**Challenge:**
Write the next few paragraphs of the article on Jeff Bezos's patronage of the Met Gala, beginning after its final sentence.

Fashion’s
Faustian pact: the high cost of Jeff Bezos’s Met Gala patronage
Billionaire’s
role as honorary chair and main source of funding has led to boycotts and
criticism event has lost its cachet
Morwenna
Ferrier
Sun 3 May
2026 15.22 BST
https://www.theguardian.com/fashion/2026/may/03/met-gala-jeff-bezos-art-fashion-new-york
The Met
Gala in New York is the grandest and ritziest event in the fashion calendar,
and an indicator of the growing ties between designers, celebrity and power.
But with tech billionaires now joining the cohort, this year’s party may be its
most controversial yet.
All eyes
are on the guest list – and their outfits – to launch the fashion exhibition
Costume Art at the Metropolitan Museum of Art’s Costume Institute. Beyoncé,
Venus Williams and Nicole Kidman are chairing the event with Vogue’s Anna
Wintour, and tickets cost about $100,000 (£73,500). But in a plot twist worthy
of the new Devil Wears Prada film, Jeff Bezos and Lauren Sánchez Bezos, the Met
Gala’s new honorary chairs, will be joining the 450 guests on the museum steps
on Monday.

**Data shown:**

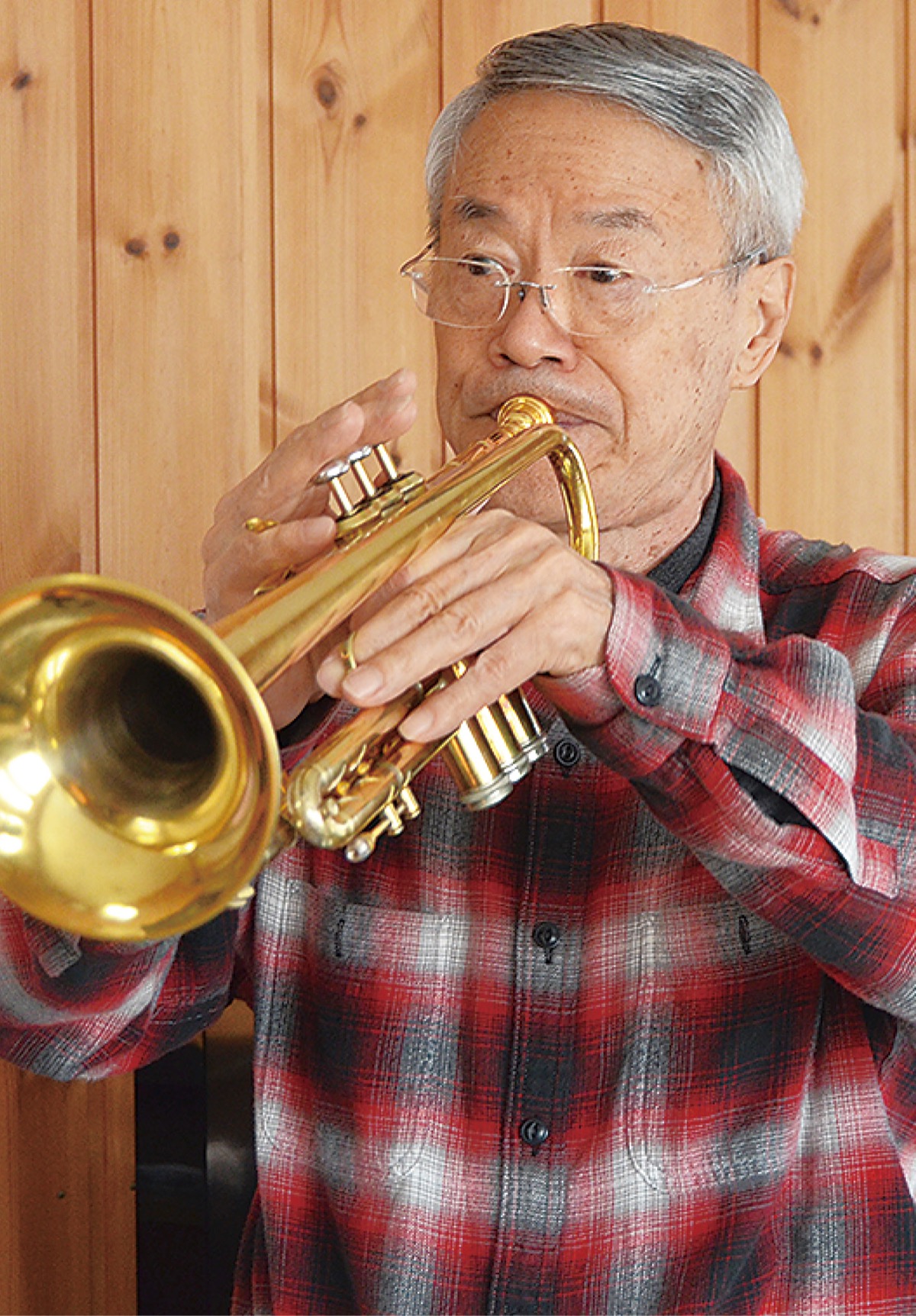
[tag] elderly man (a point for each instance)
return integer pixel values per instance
(639, 1040)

**Response below:**
The
billionaires’ involvement as the main source of funding for the exhibition and
the party has set tongues wagging, reviving rumours that the Amazon founder
will buy Condé Nast, the parent company of Vogue, which oversees the gala. Last
year there was speculation that Bezos would snap up the company as a wedding
gift – it is thought the couple missed the 2025 gala only because of their
starry wedding in Venice, although Sánchez Bezos appeared on Vogue’s digital
cover in a Dolce & Gabbana wedding gown.
Skipping
the event is Zohran Mamdani, breaking a decades-long tradition of New York
mayors attending the gala. Parts of New York have been papered with posters
criticising the Bezos’s involvement in the fundraiser, mounted by Everyone
Hates Elon, a British activist group, which raised £15,000 in a week and is
expected to be present on the night. “I love celebrity culture and fashion as
much as anyone, but [Bezos’s involvement] makes Vogue seem irrelevant,” a
spokesperson said. “Don’t tell me Bezos has been involved because of his
fashion sense?”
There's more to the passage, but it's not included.